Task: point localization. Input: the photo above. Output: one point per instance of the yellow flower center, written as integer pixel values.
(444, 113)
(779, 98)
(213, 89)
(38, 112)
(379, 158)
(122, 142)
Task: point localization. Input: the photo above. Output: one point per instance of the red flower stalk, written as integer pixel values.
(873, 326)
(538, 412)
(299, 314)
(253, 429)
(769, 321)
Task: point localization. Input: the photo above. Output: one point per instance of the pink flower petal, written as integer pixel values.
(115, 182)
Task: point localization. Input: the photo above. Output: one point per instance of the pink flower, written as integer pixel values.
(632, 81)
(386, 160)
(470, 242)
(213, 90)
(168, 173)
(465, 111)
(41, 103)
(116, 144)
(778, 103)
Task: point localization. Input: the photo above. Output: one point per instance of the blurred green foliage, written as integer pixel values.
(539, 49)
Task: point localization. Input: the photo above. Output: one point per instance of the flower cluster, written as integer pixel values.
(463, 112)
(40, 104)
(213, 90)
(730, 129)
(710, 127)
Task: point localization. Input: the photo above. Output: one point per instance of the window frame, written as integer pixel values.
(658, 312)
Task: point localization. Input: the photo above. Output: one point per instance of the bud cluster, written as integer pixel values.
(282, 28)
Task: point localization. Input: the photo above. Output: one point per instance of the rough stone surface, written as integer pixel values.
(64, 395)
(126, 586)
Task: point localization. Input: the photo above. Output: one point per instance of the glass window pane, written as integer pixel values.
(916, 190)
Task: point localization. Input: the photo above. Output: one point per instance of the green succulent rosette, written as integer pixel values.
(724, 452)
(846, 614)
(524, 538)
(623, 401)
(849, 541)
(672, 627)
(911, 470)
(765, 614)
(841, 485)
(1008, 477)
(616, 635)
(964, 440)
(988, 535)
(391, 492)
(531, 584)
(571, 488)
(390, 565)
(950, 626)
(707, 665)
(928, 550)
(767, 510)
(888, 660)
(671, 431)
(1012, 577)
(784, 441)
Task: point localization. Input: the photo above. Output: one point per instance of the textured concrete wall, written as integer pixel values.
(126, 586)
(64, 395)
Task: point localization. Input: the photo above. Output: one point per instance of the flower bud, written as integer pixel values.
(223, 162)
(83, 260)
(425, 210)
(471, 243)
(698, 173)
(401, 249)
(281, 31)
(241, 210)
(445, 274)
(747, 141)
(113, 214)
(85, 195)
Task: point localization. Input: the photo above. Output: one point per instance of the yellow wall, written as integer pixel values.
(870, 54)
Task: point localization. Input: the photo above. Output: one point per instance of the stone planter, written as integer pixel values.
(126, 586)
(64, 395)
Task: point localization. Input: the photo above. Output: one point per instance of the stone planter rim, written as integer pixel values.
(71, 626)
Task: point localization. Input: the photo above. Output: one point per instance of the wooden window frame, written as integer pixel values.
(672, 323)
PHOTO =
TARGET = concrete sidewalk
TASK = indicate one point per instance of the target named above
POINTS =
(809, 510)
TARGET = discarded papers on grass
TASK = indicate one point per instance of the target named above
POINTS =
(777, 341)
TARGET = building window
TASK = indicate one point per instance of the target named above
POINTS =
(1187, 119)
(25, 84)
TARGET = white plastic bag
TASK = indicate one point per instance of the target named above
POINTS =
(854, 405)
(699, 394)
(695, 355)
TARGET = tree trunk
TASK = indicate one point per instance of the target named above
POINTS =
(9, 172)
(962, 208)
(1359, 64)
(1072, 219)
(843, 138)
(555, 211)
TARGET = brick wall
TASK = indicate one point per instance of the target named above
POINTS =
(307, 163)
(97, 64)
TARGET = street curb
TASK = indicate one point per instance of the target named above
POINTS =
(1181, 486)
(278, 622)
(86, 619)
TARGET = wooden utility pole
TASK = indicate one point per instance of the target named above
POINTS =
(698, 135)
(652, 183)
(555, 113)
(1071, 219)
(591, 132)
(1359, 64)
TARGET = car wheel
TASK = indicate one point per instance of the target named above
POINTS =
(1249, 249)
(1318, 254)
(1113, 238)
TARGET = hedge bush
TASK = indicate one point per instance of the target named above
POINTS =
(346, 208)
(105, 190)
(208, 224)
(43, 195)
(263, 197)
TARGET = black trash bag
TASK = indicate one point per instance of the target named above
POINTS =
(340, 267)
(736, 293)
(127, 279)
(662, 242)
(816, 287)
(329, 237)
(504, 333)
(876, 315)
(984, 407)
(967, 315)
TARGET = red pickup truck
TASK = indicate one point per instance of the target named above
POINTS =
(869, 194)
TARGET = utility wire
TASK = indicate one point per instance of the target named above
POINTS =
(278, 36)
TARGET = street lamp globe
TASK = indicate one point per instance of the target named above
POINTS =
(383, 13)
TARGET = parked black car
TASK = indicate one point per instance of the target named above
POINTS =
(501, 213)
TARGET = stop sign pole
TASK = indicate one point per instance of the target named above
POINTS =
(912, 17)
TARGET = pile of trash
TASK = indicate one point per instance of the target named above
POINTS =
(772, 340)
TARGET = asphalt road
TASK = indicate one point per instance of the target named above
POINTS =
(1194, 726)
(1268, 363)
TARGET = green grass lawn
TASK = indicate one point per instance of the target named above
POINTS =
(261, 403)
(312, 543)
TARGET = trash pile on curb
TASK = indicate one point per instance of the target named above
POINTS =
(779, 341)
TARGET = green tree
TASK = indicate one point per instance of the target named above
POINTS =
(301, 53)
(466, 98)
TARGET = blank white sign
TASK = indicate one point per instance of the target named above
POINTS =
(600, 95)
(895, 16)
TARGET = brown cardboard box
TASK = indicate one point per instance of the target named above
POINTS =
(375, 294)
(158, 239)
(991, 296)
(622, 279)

========

YOUR INSTRUCTIONS:
Nothing in the material should be left out; output it exactly.

ANSWER SPACE:
Task: point localization. Input: the photo above. Output: one point per instance of the yellow flower center, written as integer pixel values.
(444, 113)
(779, 98)
(213, 89)
(38, 112)
(379, 158)
(122, 142)
Task: point localization. Input: the photo above. Output: one point per instance of the red flower stalk, written as integer pixel values.
(873, 326)
(538, 412)
(299, 314)
(253, 429)
(769, 321)
Task: point localization. Input: the photo above. Output: one point per instance of the pink flower petal, written as integer pixel values.
(115, 182)
Task: point localization. Input: the photo above. Output: one point per instance of the pink flower, written as integer pixel values.
(632, 81)
(386, 160)
(470, 242)
(213, 90)
(168, 173)
(465, 111)
(41, 103)
(116, 144)
(778, 103)
Task: point localization. Input: the photo above. Output: one point per instance of the blurred green foliage, written as integer pixel values.
(539, 49)
Task: point localization. Input: the photo above. Output: one point per instance of the flower cluster, written as integer pixel values.
(463, 112)
(40, 104)
(213, 90)
(730, 129)
(710, 127)
Task: point localization. Input: the photo above. Output: one point per instance of the window frame, written as integer pixel values.
(658, 312)
Task: point localization. Input: the photo above. Output: one point per instance of the bud cluster, written as integer pixel values.
(282, 28)
Task: point localization. Input: the photo above. Output: one point per instance of the rough stone surface, written as integer pixel values.
(64, 395)
(126, 586)
Task: point localization. Input: the photo above. Output: one point per instance of the glass window pane, written as integer pixel values.
(916, 190)
Task: point localization. Input: the photo above. Output: one point per instance of the green succulent rosette, written as integer pixel values.
(724, 452)
(846, 614)
(524, 538)
(623, 401)
(849, 541)
(672, 627)
(911, 470)
(765, 614)
(841, 485)
(1008, 477)
(616, 635)
(964, 440)
(988, 535)
(391, 492)
(531, 584)
(571, 488)
(390, 565)
(950, 626)
(707, 665)
(928, 550)
(767, 510)
(888, 660)
(671, 431)
(1012, 577)
(784, 441)
Task: point localization. Input: the photo above. Output: one point per instance of the textured concrete wall, written as integer pixel values.
(126, 586)
(64, 395)
Task: point localization. Input: the photo above. Output: one point per instance of the flower bud, written as integer pixel values.
(223, 162)
(83, 260)
(425, 210)
(471, 243)
(698, 173)
(401, 249)
(281, 31)
(241, 210)
(445, 274)
(747, 141)
(113, 214)
(85, 195)
Task: point localization. Input: the photo above. Output: one point per instance of the yellow wall, written as integer pixel values.
(870, 54)
Task: point localization. Input: the photo above. Output: one point per instance of the stone planter, written as integer pixel values.
(126, 586)
(64, 395)
Task: point localization. Input: the photo above. Output: one point per instance of the stone planter rim, written as integer pixel values.
(71, 626)
Task: point localization. Input: the photo above. Output: one point per instance of the wooden window frame, written as integer pixel values.
(672, 323)
PHOTO =
TARGET = concrete sidewalk
TASK = indicate one point per instance of the target named above
POINTS =
(809, 510)
TARGET = discarded papers on grass
TASK = indicate one point per instance of the target named above
POINTS =
(777, 341)
TARGET = building window
TASK = indicate one point per instance of the target named above
POINTS =
(1187, 119)
(25, 84)
TARGET = white plastic bag
TASK = indicate one point per instance of the target named above
POINTS =
(854, 405)
(699, 394)
(695, 355)
TARGET = tree trunk
TASK = indicate one point per instance of the target named above
POINTS =
(9, 172)
(962, 208)
(1359, 64)
(1072, 219)
(843, 138)
(555, 211)
TARGET = brick wall
TASK = indicate one point per instance of the target named above
POINTS =
(307, 163)
(97, 64)
TARGET = street curb
TASK = indicate one point per instance of the target named above
POINTS =
(1181, 486)
(278, 622)
(86, 619)
TARGET = wooden utility pole
TASK = indicate one point per instance of the target named above
POINTS =
(698, 135)
(652, 183)
(555, 113)
(1071, 219)
(591, 132)
(1359, 64)
TARGET = car wheel
TASK = indicate one point per instance of the target named above
POINTS =
(1249, 249)
(1318, 254)
(1113, 238)
TARGET = hedge bush
TASK = indicate one point per instance of the target named above
POINTS =
(346, 208)
(105, 190)
(208, 224)
(43, 195)
(263, 197)
TARGET = black trash bag
TASK = indicate one point per instance of the target named above
POINTS =
(340, 267)
(736, 293)
(127, 279)
(662, 242)
(816, 287)
(329, 237)
(504, 333)
(876, 315)
(984, 407)
(967, 315)
TARGET = red pickup truck
TASK = indicate one point per instance of the target named above
POINTS =
(869, 194)
TARGET = utility wire
TASK = indicate one point per instance of the target named above
POINTS =
(278, 36)
TARGET = street lamp globe
TASK = indicate one point per instance of the target named above
POINTS =
(383, 13)
TARGET = parked black car
TASK = indicate one point per instance of the target named above
POINTS =
(501, 213)
TARGET = stop sign pole
TASK = indicate one point per instance of the target named above
POINTS =
(912, 17)
TARGET = pile of trash
TASK = indicate one point per instance of the target named above
POINTS =
(772, 340)
TARGET = asphalt road
TASK = indicate one point per instance of the target named above
POINTS =
(1194, 726)
(1268, 363)
TARGET = green grass lawn
TASK = indicate one point per instance of the target named above
POINTS =
(261, 403)
(312, 543)
TARGET = trash pile on curb
TASK = indicate one point per instance of the target named above
POINTS =
(779, 341)
TARGET = green tree
TASK = indicate one point per instance of the target named above
POINTS =
(301, 53)
(466, 98)
TARGET = blank white sign
TASK = indicate one point per instance of the target named above
POINTS =
(600, 95)
(895, 16)
TARGET = brown cardboard box
TASK = indicate one point per instance of the target named above
POINTS =
(375, 294)
(158, 239)
(991, 296)
(622, 279)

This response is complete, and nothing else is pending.